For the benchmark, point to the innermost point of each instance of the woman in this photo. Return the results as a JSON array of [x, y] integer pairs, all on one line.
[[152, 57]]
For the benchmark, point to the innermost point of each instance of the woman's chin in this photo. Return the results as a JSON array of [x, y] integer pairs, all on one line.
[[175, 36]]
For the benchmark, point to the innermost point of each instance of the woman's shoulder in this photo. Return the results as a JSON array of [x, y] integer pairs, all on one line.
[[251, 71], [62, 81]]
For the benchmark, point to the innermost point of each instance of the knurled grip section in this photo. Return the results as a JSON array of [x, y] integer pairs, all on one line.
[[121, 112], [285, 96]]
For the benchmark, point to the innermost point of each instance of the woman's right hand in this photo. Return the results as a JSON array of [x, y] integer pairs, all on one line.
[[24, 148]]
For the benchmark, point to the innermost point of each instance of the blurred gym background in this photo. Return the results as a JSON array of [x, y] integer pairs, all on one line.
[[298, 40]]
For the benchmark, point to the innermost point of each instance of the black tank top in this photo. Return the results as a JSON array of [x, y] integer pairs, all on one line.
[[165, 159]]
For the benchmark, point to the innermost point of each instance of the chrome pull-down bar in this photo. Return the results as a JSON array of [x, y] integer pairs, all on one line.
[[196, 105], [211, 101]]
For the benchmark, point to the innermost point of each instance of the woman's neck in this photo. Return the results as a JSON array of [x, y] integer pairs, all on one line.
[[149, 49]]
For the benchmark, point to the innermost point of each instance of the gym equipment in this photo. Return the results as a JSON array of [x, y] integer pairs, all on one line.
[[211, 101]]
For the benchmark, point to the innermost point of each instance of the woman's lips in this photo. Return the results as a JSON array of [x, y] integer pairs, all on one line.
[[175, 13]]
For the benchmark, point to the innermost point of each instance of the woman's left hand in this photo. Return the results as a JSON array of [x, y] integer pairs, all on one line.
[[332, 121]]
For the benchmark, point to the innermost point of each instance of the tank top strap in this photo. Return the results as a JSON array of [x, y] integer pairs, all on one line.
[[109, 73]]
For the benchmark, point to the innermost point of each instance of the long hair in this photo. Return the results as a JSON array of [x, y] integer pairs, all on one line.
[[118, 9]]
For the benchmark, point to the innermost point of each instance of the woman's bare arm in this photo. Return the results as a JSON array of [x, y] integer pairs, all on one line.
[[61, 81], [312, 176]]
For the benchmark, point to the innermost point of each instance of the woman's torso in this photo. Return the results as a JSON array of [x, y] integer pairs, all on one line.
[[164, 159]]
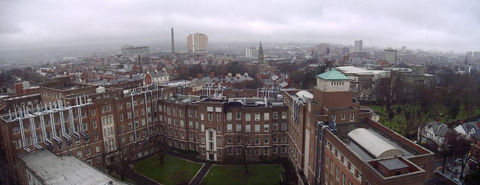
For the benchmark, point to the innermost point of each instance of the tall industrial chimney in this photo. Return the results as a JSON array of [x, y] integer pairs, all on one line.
[[173, 42]]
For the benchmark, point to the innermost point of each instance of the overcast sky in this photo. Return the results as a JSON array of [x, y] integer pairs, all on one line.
[[427, 24]]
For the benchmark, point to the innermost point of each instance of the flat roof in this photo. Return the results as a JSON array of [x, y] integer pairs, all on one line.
[[393, 164], [53, 170], [374, 144], [363, 153]]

WHAT THE TASK ASKS: Give back exactly the lines from the one containing "of the tall" to the end of the material, both ends included.

SOLUTION TO THIS TASK:
For the benchmark, point to the innermost point of each instance of the tall industrial chimney in this photo. Return the results as a JSON array of [x, y] integer pairs, all on one line.
[[173, 42]]
For the benchmark, point to the innermost point of each instance of the overcast sky in this photo. Return the results as a JSON array of [x, y] integer pairs, all on one line.
[[427, 24]]
For the benchmark, point to the innermost point of each instance of the flat roof in this photo. Return the results as a JSON array of [x, y] integer pairs, all on one line.
[[393, 164], [53, 170], [374, 144], [363, 153]]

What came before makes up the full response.